▶ **Ausgewählter Text**:
•••••
Donnerstag, 16. Mai 2019

Wie man einen Toaster überlistet - Cory Doctorow


Titel: Wie man einen Toaster überlistet
Autor: Cory Doctorow
Originaltitel: Unauthorized Bread
Verlag: Heyne
ISBN: 978-3453320154
Euro: 12,00
Veröffentlichungsdatum: April 2019
Seiten: 176
Serie: nein
Come in: Verlag










Inhalt
Irgendwann in der nahen Zukunft kommt das Mädchen Salima als Flüchtling nach Amerika. Dort lernt sie die alleinerziehende somalischstämmige Mutter Nadifa kennen, mit der sie es schafft, eine begehrte Sozialwohnung in Boston zu ergattern. Dort jedoch gibt es eine Art Zweiklassensystem; Vollzahler im Hochhaus werden z.B. bei den Fahrstühlen bevorzugt. Die technischen Geräte wie Toaster oder Geschirrspüler können nur für bestimmte Produkte genutzt werden, die zu überteuerten Preisen an die Mieter verkauft werden. Salima findet eine Möglichkeit, das System zu umgehen und gibt dies auch an ihre Nachbarn weiter. Doch dann will die entsprechende Firma wieder auf den Markt und was Salima getan hat, ist streng verboten. Ihr geht auf, was es sie alle kosten könnte, wenn sie nicht schnell „Reset“ drücken. Doch niemand scheint dazu bereit.


Meinung
Mir ist die Rezension zu dieser kleinen, fein aufgemachten Novelle sehr schwer gefallen und ich hoffe, dass ich verständlich machen kann, was genau mich an der Zusammensetzung der Story stört. Im Grunde ist es schlicht die Tatsache, dass der Autor die Geschehnisse so gepresst hat, bis sie in sein, in das aktuelle, Weltbild gepasst haben. Das führte dann leider dazu, dass das eigentliche Thema unter dem anderen unterging, bestimmte Dinge keinen Sinn ergaben und zudem eine Grundstimmung in die Geschichte zog, die mir absolute Bauchschmerzen verursacht hat. Dass so eine eigentlich sehr gute Grundidee dann kein befriedigendes Ende nach sich ziehen kann, versteht sich fast von selbst.
Zunächst ist da Salima, die eine Menge durchgemacht hat, bis sie endlich in besagte Wohnung ziehen kann. Auf dem Weg dahin begegnen dem Leser bereits am Rande technische Details, wie einige nicht funktionstüchtige Terminals oder Automaten, an denen Salima ihre Dokumente eingeben möchte. Später sitzt sie einmal in einem Restaurant, in dem das Essen an Fließbändern vorbeigefahren kommt. Solche Dinge erinnern leider stark an Sechzigerjahre-Filme und vermitteln damit ein eher rückständiges Bild.
•••••
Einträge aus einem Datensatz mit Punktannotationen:
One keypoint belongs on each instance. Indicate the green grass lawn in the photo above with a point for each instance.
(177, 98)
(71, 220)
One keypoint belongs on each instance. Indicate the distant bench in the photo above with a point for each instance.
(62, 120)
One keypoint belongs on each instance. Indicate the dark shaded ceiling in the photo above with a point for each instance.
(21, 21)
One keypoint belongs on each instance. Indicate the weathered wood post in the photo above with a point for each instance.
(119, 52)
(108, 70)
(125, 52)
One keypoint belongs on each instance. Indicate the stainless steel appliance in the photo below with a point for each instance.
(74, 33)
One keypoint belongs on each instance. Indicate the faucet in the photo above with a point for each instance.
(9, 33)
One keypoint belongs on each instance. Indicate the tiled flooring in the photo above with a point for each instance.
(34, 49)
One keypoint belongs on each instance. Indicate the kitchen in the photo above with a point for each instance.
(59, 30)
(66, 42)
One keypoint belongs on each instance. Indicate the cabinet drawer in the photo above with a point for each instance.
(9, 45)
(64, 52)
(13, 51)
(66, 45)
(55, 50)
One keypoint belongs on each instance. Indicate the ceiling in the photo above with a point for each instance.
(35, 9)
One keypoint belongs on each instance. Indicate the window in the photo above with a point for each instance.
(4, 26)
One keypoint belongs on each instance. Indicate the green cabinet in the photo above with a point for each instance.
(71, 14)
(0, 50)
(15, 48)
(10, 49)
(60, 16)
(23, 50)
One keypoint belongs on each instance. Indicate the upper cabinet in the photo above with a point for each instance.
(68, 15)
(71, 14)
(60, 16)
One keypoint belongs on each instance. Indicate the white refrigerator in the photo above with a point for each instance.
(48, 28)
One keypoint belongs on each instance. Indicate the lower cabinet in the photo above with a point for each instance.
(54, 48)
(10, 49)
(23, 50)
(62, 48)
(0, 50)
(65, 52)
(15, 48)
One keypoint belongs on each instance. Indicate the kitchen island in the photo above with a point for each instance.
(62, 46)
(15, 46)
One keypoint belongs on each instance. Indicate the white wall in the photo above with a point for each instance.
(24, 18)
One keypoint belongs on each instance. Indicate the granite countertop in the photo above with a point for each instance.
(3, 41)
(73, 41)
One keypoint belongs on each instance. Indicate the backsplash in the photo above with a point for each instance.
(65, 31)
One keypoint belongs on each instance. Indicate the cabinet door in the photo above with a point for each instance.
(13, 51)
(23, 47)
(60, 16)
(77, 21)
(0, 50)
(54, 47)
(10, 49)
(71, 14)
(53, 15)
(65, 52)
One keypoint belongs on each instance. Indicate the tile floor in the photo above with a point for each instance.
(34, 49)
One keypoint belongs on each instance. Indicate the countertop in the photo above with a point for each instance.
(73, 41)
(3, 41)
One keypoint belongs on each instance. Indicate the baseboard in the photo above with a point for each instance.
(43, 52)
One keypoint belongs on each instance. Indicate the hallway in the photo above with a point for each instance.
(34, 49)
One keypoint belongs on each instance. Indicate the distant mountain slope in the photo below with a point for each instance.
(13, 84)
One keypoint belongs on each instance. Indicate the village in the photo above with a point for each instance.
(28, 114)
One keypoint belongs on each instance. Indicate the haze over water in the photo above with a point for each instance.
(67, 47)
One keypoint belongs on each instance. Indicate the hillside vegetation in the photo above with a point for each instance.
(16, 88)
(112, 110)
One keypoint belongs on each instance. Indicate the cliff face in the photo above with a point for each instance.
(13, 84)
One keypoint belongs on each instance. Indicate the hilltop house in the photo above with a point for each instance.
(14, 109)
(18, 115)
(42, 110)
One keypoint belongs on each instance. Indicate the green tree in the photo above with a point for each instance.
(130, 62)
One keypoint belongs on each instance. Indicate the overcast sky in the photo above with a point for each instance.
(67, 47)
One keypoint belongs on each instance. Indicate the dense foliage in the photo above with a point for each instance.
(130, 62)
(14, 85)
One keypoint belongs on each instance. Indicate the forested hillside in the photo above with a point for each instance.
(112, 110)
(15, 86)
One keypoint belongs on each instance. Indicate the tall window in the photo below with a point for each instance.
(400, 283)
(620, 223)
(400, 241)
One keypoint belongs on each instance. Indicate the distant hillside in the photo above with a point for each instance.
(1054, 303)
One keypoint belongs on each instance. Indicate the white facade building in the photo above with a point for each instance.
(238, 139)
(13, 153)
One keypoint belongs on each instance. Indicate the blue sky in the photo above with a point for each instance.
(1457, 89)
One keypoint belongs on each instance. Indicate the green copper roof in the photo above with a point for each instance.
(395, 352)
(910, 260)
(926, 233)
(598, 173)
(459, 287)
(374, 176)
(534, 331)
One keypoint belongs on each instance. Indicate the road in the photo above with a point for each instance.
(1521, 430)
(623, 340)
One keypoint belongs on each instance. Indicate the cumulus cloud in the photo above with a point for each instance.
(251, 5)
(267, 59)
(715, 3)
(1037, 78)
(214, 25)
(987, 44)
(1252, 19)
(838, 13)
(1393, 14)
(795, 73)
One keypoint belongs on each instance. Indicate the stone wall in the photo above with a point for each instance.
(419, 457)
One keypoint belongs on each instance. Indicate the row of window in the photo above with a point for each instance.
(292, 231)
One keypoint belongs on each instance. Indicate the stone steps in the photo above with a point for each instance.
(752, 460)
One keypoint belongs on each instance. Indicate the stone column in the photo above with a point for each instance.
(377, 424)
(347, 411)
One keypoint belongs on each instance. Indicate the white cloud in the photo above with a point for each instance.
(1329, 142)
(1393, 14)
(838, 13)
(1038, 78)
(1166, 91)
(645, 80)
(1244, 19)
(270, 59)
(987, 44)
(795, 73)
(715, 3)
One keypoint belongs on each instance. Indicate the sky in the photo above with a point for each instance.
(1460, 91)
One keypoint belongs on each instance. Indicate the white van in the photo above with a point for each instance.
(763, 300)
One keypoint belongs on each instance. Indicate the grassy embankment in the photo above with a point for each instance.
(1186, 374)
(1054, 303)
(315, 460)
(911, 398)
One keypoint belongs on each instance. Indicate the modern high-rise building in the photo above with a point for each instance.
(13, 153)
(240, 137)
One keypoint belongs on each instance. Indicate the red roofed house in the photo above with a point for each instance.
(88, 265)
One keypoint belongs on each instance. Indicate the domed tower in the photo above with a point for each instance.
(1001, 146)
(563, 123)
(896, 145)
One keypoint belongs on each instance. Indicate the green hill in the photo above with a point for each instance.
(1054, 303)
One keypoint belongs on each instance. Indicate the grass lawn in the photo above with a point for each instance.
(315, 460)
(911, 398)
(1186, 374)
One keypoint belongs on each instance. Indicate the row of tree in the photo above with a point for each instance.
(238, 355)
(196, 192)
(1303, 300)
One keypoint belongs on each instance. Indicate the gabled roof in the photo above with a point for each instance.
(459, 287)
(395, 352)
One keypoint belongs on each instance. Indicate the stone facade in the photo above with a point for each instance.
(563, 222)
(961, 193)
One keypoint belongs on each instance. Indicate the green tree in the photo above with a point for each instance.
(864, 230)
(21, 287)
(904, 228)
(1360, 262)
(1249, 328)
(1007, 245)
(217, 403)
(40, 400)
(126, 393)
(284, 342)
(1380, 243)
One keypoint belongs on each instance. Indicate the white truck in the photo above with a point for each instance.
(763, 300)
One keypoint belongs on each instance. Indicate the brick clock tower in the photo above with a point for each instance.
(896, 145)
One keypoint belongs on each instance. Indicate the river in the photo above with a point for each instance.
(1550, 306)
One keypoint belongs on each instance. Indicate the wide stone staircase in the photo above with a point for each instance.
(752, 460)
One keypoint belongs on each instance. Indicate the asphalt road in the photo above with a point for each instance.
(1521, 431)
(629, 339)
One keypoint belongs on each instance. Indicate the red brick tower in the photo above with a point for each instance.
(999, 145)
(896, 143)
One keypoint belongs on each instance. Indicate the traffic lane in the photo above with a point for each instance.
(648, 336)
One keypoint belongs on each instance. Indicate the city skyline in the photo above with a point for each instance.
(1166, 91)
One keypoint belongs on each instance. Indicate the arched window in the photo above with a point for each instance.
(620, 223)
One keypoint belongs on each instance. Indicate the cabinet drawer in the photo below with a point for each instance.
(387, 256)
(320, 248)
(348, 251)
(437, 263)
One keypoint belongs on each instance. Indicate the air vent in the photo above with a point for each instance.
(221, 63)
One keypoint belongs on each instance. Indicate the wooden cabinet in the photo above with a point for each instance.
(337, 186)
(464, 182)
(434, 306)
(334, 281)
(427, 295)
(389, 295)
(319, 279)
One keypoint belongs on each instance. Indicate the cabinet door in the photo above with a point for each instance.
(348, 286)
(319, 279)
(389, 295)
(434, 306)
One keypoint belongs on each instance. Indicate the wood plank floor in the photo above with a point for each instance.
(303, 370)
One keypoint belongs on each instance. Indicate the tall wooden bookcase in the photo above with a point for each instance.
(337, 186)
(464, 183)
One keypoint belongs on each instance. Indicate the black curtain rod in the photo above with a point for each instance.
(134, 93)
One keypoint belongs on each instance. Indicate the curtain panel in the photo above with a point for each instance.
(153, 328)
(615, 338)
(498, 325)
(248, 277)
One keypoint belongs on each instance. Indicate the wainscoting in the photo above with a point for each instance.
•••••
▶ **Aufgaben**:
(1) Gib aus der Rezension den Abschnitt von „Zunächst ist da“ bis einschließlich „eher rückständiges Bild.“ wortgetreu aus.
(2) In welcher Stadt bekommen Salima und Nadifa laut der Rezension eine Sozialwohnung?

▶ **Lösungen**:
(1)
Zunächst ist da Salima, die eine Menge durchgemacht hat, bis sie endlich in besagte Wohnung ziehen kann. Auf dem Weg dahin begegnen dem Leser bereits am Rande technische Details, wie einige nicht funktionstüchtige Terminals oder Automaten, an denen Salima ihre Dokumente eingeben möchte. Später sitzt sie einmal in einem Restaurant, in dem das Essen an Fließbändern vorbeigefahren kommt. Solche Dinge erinnern leider stark an Sechzigerjahre-Filme und vermitteln damit ein eher rückständiges Bild.

(2) In Boston.